## What is required
In this exercise, set down every entry that follows exactly as it appears.

## Data excerpts
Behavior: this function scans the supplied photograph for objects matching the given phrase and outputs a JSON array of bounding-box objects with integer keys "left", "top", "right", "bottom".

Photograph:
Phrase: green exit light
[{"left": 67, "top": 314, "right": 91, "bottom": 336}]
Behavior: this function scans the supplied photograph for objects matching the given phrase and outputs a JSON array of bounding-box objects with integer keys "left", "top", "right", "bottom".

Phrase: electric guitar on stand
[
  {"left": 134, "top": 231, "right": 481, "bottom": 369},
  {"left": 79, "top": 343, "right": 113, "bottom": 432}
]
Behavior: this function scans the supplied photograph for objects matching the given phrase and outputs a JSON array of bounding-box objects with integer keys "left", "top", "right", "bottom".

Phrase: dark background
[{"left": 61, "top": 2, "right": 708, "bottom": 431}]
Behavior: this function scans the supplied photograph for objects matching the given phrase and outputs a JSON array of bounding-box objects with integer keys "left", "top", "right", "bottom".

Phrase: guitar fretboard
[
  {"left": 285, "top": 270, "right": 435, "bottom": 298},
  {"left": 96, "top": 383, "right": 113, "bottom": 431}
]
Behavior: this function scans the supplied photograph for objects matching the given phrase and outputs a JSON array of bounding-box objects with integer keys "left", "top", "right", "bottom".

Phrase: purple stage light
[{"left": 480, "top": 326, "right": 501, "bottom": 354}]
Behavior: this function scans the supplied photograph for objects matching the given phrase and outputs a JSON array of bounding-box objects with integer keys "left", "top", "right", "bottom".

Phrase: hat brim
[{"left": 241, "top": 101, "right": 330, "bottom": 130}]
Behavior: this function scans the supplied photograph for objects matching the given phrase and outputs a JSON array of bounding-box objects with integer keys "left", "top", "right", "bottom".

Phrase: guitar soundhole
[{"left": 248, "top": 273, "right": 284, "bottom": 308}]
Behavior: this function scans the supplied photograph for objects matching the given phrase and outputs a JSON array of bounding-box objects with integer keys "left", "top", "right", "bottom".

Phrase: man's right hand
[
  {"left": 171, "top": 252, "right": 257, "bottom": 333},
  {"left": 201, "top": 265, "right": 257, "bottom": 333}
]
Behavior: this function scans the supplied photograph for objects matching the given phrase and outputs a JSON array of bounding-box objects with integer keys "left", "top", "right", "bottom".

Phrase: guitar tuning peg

## Answer to this task
Behavior: this function scans the supplied photograph for objects matching the given phrase and outputs a JSON array of bounding-box objects with integer keys "left", "top", "right", "bottom".

Photograph:
Phrase: green exit light
[{"left": 67, "top": 314, "right": 91, "bottom": 336}]
Behavior: this function scans the supplied photograph for objects matching the given phrase and outputs a JSON array of bounding-box objects with integer keys "left", "top", "right", "bottom".

Phrase: electric guitar on stand
[
  {"left": 134, "top": 231, "right": 481, "bottom": 369},
  {"left": 79, "top": 343, "right": 113, "bottom": 432}
]
Behavior: this function scans the supplied photograph for objects matching the given phrase and outputs a JSON array of bounding-box objects with integer keys "left", "top", "right", "bottom".

Phrase: dark background
[{"left": 61, "top": 2, "right": 708, "bottom": 431}]
Behavior: this function scans the supplied photograph for objects matching the given phrase and outputs a JSON array of bounding-box objects with integer keys "left", "top", "right", "bottom".

Phrase: guitar fretboard
[
  {"left": 285, "top": 270, "right": 435, "bottom": 298},
  {"left": 96, "top": 383, "right": 113, "bottom": 431}
]
Behavior: this function scans the supplied photograph for objects matching the given phrase and outputs a JSON array of bounding-box objects with integer keys "left", "top", "right", "bottom".

Phrase: purple stage light
[{"left": 480, "top": 326, "right": 501, "bottom": 354}]
Behavior: this function scans the supplied photograph for objects matching the given phrase and outputs a JSON array of bounding-box objects with integer keys "left", "top", "right", "bottom".

Phrase: hat brim
[{"left": 241, "top": 101, "right": 330, "bottom": 130}]
Behavior: this function scans the supplied photograph for objects matching the given phrase and outputs a JSON array of bounding-box objects with integer keys "left", "top", "right", "bottom".

Phrase: guitar soundhole
[{"left": 248, "top": 273, "right": 284, "bottom": 308}]
Behavior: this function scans the supplied photograph for objects matching the given phrase and outputs a JSON array of bounding-box objects with integer keys "left", "top", "right", "bottom".

Phrase: man's right hand
[
  {"left": 171, "top": 252, "right": 257, "bottom": 333},
  {"left": 201, "top": 265, "right": 257, "bottom": 333}
]
Behavior: this function scans the supplied photograph for objects matching the given phrase and outputs a JSON array of bounding-box objects with integer keys "left", "top", "right", "bottom".

Phrase: guitar tuning peg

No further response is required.